- _Task to complete_
Convert the lines of the material from the line containing "segment --target slate" up to and including the line containing "120 37 L 116" into a JSON array with one string per line, omitting blank lines. Include no other lines.

- _Data to process_
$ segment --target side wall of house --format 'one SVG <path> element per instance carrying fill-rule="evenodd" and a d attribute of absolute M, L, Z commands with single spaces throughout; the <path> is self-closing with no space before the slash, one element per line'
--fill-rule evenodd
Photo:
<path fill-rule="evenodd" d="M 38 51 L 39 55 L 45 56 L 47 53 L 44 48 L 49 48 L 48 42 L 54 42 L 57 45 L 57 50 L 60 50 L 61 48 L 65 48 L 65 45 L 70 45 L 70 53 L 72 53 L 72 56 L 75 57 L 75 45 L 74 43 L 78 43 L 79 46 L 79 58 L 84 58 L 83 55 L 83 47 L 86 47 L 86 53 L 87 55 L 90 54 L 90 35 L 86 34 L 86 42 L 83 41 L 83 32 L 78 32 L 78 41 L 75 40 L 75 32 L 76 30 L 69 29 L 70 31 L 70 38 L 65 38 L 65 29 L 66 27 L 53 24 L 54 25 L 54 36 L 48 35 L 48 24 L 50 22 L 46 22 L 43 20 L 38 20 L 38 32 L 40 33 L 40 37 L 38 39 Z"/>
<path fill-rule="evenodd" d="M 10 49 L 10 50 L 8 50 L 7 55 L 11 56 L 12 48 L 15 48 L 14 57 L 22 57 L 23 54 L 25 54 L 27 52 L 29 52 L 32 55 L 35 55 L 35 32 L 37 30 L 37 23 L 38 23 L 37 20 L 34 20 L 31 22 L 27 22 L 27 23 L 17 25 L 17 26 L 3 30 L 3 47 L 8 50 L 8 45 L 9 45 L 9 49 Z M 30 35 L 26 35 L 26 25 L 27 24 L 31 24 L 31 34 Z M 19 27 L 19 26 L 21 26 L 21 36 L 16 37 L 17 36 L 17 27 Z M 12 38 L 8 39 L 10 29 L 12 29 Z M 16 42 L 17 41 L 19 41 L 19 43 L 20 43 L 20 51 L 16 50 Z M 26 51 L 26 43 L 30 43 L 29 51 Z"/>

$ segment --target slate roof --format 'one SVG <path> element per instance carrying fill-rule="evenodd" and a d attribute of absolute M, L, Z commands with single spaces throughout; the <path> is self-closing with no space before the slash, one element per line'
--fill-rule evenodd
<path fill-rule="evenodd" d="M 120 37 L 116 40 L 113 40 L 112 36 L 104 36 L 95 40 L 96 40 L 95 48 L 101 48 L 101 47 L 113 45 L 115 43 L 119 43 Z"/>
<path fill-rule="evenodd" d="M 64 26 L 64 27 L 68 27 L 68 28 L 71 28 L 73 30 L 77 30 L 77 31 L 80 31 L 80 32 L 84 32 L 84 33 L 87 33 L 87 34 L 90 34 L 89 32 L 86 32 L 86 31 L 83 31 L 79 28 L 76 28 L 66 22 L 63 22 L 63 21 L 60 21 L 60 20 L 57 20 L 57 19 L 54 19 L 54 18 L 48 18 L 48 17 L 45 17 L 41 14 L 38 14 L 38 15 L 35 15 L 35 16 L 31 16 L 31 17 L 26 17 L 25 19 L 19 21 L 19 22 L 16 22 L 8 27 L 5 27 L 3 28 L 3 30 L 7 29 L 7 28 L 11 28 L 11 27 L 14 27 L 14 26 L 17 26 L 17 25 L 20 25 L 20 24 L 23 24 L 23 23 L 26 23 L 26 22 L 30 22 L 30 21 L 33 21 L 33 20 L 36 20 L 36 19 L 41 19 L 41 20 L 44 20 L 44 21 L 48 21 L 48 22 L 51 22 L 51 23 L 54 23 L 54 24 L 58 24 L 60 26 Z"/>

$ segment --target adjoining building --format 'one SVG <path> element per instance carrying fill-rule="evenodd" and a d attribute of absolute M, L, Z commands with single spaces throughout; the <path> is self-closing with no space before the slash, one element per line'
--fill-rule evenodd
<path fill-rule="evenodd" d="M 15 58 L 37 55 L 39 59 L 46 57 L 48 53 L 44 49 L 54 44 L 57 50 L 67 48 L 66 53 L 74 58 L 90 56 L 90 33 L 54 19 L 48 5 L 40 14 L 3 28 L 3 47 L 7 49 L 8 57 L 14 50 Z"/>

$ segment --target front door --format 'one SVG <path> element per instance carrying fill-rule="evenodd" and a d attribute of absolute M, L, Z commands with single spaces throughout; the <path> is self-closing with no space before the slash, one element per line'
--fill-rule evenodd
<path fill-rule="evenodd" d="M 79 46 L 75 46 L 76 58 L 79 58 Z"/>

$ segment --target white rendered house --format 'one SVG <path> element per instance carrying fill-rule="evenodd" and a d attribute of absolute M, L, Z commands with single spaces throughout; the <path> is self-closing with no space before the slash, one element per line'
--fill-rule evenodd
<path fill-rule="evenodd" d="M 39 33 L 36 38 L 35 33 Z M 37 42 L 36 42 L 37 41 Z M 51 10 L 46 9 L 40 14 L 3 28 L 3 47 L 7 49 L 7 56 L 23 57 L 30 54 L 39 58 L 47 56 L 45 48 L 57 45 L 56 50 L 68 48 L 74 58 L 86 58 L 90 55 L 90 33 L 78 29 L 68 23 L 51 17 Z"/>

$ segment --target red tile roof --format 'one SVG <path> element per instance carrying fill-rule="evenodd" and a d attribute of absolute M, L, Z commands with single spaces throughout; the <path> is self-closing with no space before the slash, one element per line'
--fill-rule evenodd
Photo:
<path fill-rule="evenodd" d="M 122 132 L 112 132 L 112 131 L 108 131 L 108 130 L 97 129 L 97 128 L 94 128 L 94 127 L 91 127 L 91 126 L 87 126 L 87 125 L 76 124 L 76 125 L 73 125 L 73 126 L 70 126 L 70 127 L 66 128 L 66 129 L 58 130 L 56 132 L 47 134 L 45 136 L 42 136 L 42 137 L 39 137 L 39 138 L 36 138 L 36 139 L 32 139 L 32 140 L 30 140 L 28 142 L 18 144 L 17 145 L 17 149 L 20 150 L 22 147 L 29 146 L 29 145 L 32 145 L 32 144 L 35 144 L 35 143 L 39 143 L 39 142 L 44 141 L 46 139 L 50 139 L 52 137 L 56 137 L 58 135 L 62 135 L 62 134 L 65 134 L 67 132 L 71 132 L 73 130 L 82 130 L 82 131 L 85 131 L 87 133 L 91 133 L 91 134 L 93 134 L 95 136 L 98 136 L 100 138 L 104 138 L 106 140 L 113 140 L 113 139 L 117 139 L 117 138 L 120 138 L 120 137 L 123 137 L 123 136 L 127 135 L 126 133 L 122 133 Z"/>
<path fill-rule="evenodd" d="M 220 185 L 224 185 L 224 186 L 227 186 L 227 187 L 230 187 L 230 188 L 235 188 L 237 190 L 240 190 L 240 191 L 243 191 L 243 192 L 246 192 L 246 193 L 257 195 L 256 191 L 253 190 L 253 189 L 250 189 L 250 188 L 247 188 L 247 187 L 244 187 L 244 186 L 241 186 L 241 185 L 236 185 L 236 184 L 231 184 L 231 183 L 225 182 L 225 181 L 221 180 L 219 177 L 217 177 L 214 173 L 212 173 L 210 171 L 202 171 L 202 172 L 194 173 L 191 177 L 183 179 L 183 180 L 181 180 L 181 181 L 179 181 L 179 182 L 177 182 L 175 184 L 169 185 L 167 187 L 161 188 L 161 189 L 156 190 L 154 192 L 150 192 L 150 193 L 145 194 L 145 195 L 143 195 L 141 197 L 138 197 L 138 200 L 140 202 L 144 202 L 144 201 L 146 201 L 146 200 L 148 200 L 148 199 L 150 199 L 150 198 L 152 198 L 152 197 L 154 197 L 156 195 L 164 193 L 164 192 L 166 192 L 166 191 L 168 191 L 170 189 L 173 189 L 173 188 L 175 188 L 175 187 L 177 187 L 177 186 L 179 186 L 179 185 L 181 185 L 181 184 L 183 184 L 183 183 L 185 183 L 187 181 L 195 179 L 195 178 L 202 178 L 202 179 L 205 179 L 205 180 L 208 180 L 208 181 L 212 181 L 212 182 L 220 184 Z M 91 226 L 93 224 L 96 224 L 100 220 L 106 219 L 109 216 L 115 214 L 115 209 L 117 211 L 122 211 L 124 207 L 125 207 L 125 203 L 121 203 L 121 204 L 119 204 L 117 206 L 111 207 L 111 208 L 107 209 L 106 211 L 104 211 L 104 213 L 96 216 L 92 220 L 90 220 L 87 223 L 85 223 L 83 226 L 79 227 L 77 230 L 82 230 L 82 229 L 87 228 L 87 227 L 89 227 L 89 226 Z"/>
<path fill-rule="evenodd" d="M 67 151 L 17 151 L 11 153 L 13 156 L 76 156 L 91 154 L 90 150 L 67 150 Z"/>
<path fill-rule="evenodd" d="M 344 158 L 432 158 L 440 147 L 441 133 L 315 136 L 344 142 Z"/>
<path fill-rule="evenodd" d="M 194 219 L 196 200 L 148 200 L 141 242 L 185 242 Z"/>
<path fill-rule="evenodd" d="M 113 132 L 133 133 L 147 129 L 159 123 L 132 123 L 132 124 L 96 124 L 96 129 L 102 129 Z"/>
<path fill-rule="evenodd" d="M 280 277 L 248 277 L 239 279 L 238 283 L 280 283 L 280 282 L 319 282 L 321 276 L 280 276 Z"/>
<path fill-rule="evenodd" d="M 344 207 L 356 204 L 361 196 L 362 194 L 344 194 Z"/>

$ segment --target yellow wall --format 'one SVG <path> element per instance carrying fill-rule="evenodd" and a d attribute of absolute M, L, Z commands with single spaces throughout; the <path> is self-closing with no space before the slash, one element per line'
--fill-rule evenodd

- _Completed exercise_
[
  "$ segment --target slate roof --format 'one SVG <path> element per instance carrying fill-rule=\"evenodd\" and a d attribute of absolute M, L, Z commands with single spaces throughout; the <path> is self-closing with no space before the slash, one element per line'",
  "--fill-rule evenodd",
  "<path fill-rule=\"evenodd\" d=\"M 120 37 L 116 40 L 113 40 L 112 36 L 104 36 L 95 40 L 96 40 L 95 48 L 101 48 L 101 47 L 113 45 L 115 43 L 119 43 Z\"/>"
]